Exact reproduction is required for all entries.

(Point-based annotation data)
═══

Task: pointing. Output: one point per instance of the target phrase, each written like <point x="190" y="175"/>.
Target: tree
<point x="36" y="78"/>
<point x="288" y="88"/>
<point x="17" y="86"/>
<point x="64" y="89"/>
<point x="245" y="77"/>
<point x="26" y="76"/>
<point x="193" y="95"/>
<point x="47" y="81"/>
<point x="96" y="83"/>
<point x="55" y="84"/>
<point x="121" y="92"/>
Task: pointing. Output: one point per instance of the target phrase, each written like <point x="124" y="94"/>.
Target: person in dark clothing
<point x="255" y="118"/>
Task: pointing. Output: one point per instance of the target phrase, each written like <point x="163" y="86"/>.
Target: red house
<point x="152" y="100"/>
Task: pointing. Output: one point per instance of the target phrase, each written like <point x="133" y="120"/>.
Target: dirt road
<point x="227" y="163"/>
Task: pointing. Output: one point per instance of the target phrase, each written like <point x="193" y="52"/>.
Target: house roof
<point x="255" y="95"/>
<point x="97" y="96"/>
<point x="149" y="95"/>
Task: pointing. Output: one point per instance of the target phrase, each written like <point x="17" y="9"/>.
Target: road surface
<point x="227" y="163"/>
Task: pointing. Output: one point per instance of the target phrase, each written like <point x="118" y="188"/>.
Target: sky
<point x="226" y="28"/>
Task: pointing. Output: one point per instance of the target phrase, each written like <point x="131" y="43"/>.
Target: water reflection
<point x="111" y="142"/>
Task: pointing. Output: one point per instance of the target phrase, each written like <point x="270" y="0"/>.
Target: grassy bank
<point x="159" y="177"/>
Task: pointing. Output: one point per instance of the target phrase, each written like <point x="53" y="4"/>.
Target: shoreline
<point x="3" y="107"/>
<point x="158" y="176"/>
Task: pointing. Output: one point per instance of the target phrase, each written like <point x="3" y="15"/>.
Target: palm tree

═══

__Answer to the exercise__
Task: pointing. Output: one point per instance of the target phrase, each written like <point x="190" y="175"/>.
Target: tree
<point x="36" y="78"/>
<point x="288" y="88"/>
<point x="17" y="86"/>
<point x="64" y="89"/>
<point x="245" y="77"/>
<point x="26" y="76"/>
<point x="193" y="95"/>
<point x="47" y="81"/>
<point x="96" y="83"/>
<point x="55" y="84"/>
<point x="121" y="92"/>
Task: pointing. Output: one point per instance of the target phrase, each written like <point x="124" y="94"/>.
Target: person in dark clothing
<point x="255" y="118"/>
Task: pointing. Output: one point per instance of the target phrase, each written like <point x="163" y="86"/>.
Target: red house
<point x="152" y="100"/>
Task: pointing. Output: one point per instance of the target phrase, each written like <point x="133" y="120"/>.
Target: dirt road
<point x="227" y="163"/>
Task: pointing. Output: one point per instance of the target phrase, each written like <point x="193" y="52"/>.
Target: house roof
<point x="255" y="95"/>
<point x="97" y="96"/>
<point x="149" y="95"/>
Task: pointing. Output: one point per instance of the target phrase, each written like <point x="17" y="9"/>.
Target: road surface
<point x="227" y="163"/>
Task: pointing. Output: one point per instance of the target phrase, each written like <point x="118" y="188"/>.
Target: sky
<point x="226" y="28"/>
Task: pointing. Output: one point per instance of the target phrase, each written like <point x="131" y="43"/>.
Target: water reflection
<point x="111" y="142"/>
Task: pointing. Output: one point per instance of the target phrase, each written like <point x="270" y="0"/>.
Target: grassy bank
<point x="159" y="177"/>
Task: pointing. Output: one point per instance of the target phrase, each written like <point x="53" y="4"/>.
Target: shoreline
<point x="3" y="107"/>
<point x="158" y="176"/>
Task: pointing. Output: one point per instance of the target phrase, each written like <point x="3" y="15"/>.
Target: palm tree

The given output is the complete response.